▶ _Alıntı Metin_

· · · ·

Eski Çevre Bakanımız Sayın Rıza Akçalı beyle birlikte, Vakıf Heyeti olarak Manisa İlim ve Kültür Vakfı’nın mimarî planlarını yapan rahmetlik Mimar Hakkı İplikçi Beyin bürosuna ziyarete gitmiştik. Binamızın demir döşenmesi sırasında işin ustaları, “Çok fazla demir konmuş. Hesaplarda yanlışlık olmalı. Kalıpların içine betonun gireceği yer kalmamış. Bilgisayarlar hesaplamada çok fazla demir çıkarmış, kesinlikle yanlışlık var.” demişlerdi. Bunu oradaki mühendislere aktardık. Onlar “Artık elle çalışılmıyor, çizimler de, demir hesaplamaları da bilgisayarlarda yapılıyor; hata ihtimali çok düşük. Hem buranın hesaplarını 2-3 defa kontrolden geçirdik. Binanın üst salonlarında 200-250 kişilik toplantılar yapılacak dendiği için, bütün statik hesaplar da bu rakamlara göre yapıldı. Çok dikkatli çalıştık. Yanlışlık yok.” dediler.
Ortadaki büyük masanın üzerinde (adını sonradan öğrendiğim) bir Siklamen çiçeği vardı. Bozulmaması için bu pahalı ve nazlı çiçeğin üzerine şeffaf ince bir torba takmışlardı. Kendisi de inşaat mühendisi olan Rıza bey “Hakkı’cığım, vakıf binasının işleri kolay, biz bu çiçeğin ve benzerlerinin mimari ve statik hesaplarını yaptırmak istiyoruz.” deyince Mimar olan Hakkı İplikçi bey, (Yeni Asya Yayınlarının İlim Teknik Serisinin tamamını alıp okumuş imanlı birisi olarak) “Kusura bakmayın, bunu yapamayız. Dünyanın bütün binalarını yapabiliriz. Her türlü inşaatın planlarını ustalıkla ve eksiksiz çizer, hesaplarını hatasız hallederiz. Ancak bu çiçeğinki gibileri yapmaktan aciziz.” dedikten sonra Hakkı ve Rıza beyle birlikte neden yapılamayacağını orada uzun bir sohbetle birbirimize ve oradaki kalabalık mühendis grubuna anlattık. Herkesin çok hoşuna gitmişti.

· · · ·

▶ _Verilen Malzeme_
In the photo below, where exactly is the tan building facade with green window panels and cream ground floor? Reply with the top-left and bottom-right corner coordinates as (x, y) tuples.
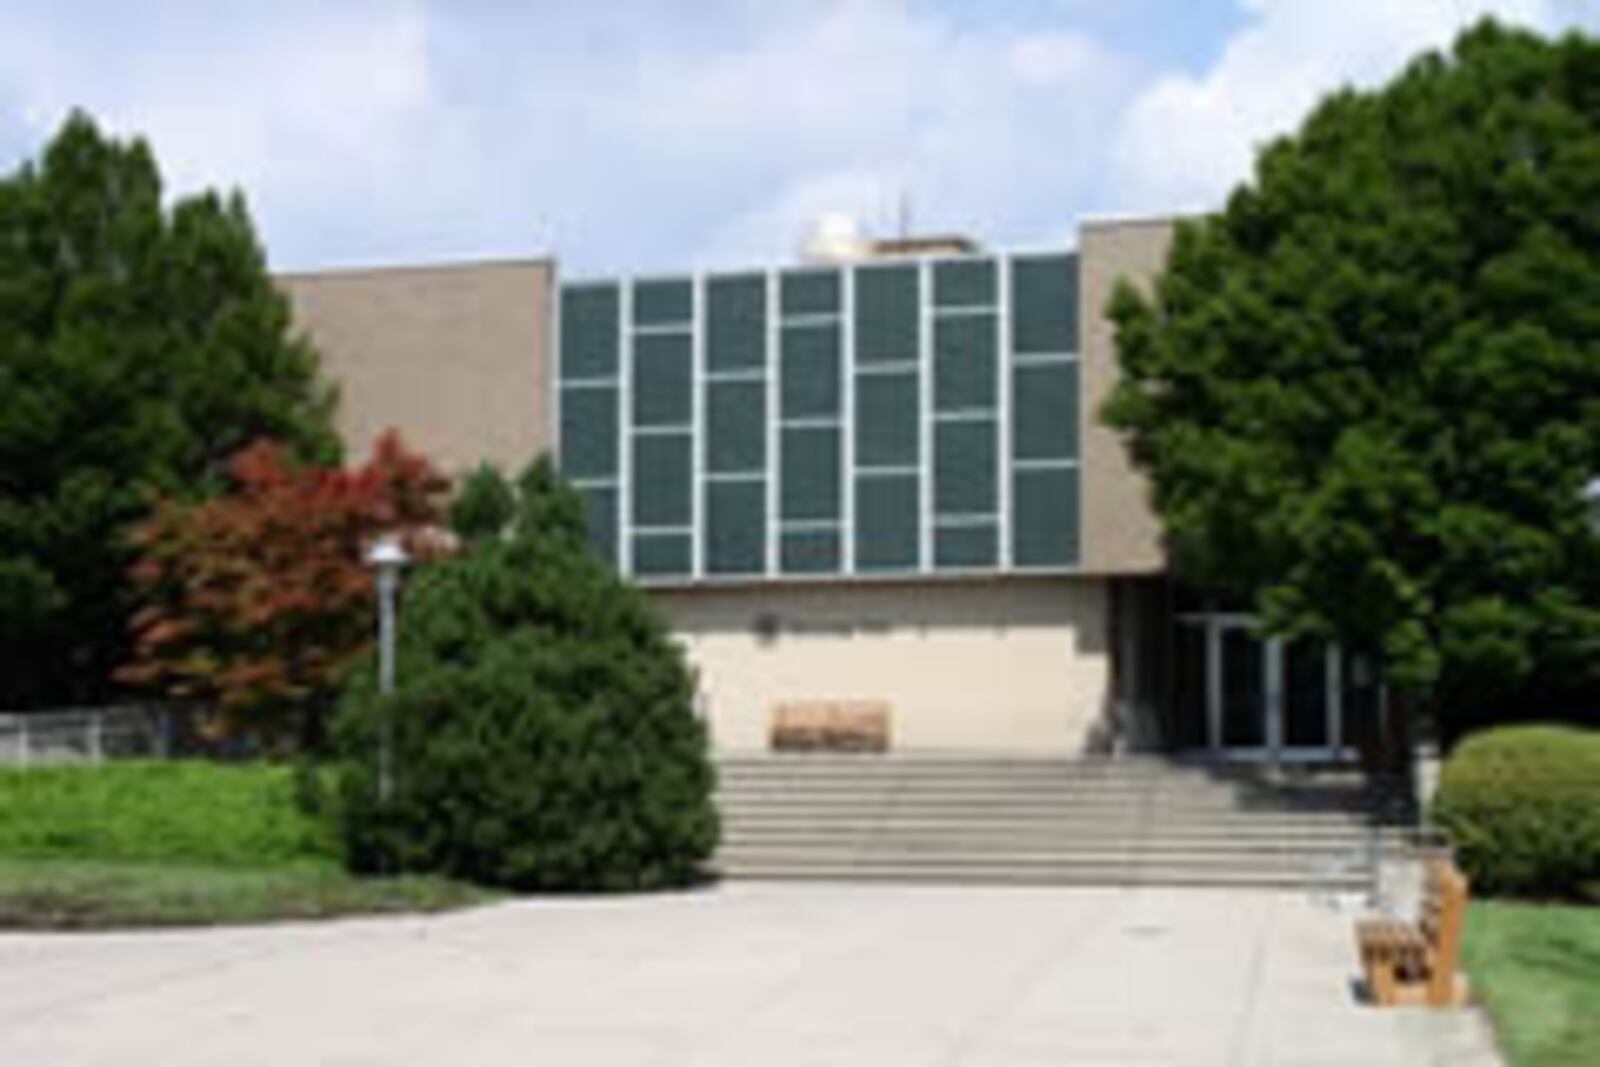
(283, 221), (1376, 758)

· · · ·

▶ _Yapılacak İşler_
#1 Aşağıdaki ifadelerin vakıf binası alıntısıyla uyuşup uyuşmadığını belirtin: (a) Ustalar binaya çok az demir konduğunu söylemişti. (b) Mühendisler hesapları 2-3 defa kontrol ettiklerini söyledi. (c) Rıza bey inşaat mühendisidir. Her biri için evet ya da hayır yazın ve karara dayanak olan sözcükleri alıntıdan aynen aktarın.
#2 Vakıf binası alıntısından bir bölümü birebir kopyalayın: "Ortadaki büyük masanın" sözcüklerinin geçtiği yerden başlayın, "çok hoşuna gitmişti." sözcüklerinden sonra durun.
#3 Vakıf binası alıntısını, son cümlesinden sonra gelecek kısımla sürdürün.

▶ _Numaralı Yanıtlar_
#1
(a) Hayır: "Çok fazla demir konmuş."
(b) Evet: "Hem buranın hesaplarını 2-3 defa kontrolden geçirdik."
(c) Evet: "Kendisi de inşaat mühendisi olan Rıza bey"

#2
Ortadaki büyük masanın üzerinde (adını sonradan öğrendiğim) bir Siklamen çiçeği vardı. Bozulmaması için bu pahalı ve nazlı çiçeğin üzerine şeffaf ince bir torba takmışlardı. Kendisi de inşaat mühendisi olan Rıza bey “Hakkı’cığım, vakıf binasının işleri kolay, biz bu çiçeğin ve benzerlerinin mimari ve statik hesaplarını yaptırmak istiyoruz.” deyince Mimar olan Hakkı İplikçi bey, (Yeni Asya Yayınlarının İlim Teknik Serisinin tamamını alıp okumuş imanlı birisi olarak) “Kusura bakmayın, bunu yapamayız. Dünyanın bütün binalarını yapabiliriz. Her türlü inşaatın planlarını ustalıkla ve eksiksiz çizer, hesaplarını hatasız hallederiz. Ancak bu çiçeğinki gibileri yapmaktan aciziz.” dedikten sonra Hakkı ve Rıza beyle birlikte neden yapılamayacağını orada uzun bir sohbetle birbirimize ve oradaki kalabalık mühendis grubuna anlattık. Herkesin çok hoşuna gitmişti.

#3
Aynı konuyu Ayetü’l Kübra okurken genişletmeyi Cenab-ı Hak nasip etti.
Bir kere bu çiçekler binalar gibi sabit değildi. Önce çekirdek içinde ona lazım olacak bütün malzemelerin azot, karbon, hidrojen ve oksijenden üretilmesi gerekliydi. Bizim mimarî ve statik hesaplar dediğimizin benzeri, ilim adamlarının elli bin ciltlik bir kütüphaneyle anlattıkları genetik şifreler halinde çizilmeliydi ki bunu ne çizebilmek ne de oraya küçücücük bir yere yazmak bizim için muhaldi.
Sabit olmadığı için kısa bir süre sonra oradaki embriyon canlanınca hemen bütün planlar çok çabuk, göz açıp kapayıncaya kadar değiştirilmeliydi.Çünkü bu yapıda :
1. Hakîmâne TAĞYİR VE TAHVİLLER
2. Maslahatkârâne TEBDİLLER ve
3. Hikmetperverâne TECDİTLER hemen başlıyor.
Tabi bütün hazırlıklarımız tamam olsa, bütün malzemeleri o küçücük çekirdek içine yerleştirebilsek, elli bin ciltlik planları hatasız yapsak bile bütün bunlar bizim emrimizi dinlemezler ki canlı bir varlık için çalışmaya başlasınlar. Bildiğimiz kadarıyla henüz insanoğlu embriyonun hayat düğümcüğünün açılışını yakalayamamış, çözememiş. Hem burada kalıplarımız da görünmez olmalı. Hem her saniye çok küçük ve daima değişen görünmez kalıpları tıpkı Kaderin görünmez kalıpları gibi çok hikmetli yaparak bu kalıpları yine görünmeyen mutlak kudretli ustaların görünmez ellerine verebilmeliyiz ki -bunlar hayal bile edilemez- bu işlerde muvaffak olalım.
Bu safhayı aşsak önce bu inşaatta, yani çekirdekten ilk çıktığı zaman yine görünmez kalıplara kıl gibi demirler döşemeliyiz. Çünkü bitkilerdeki selülozik yapıyı bizim üretmemiz imkansız. (Devamı var)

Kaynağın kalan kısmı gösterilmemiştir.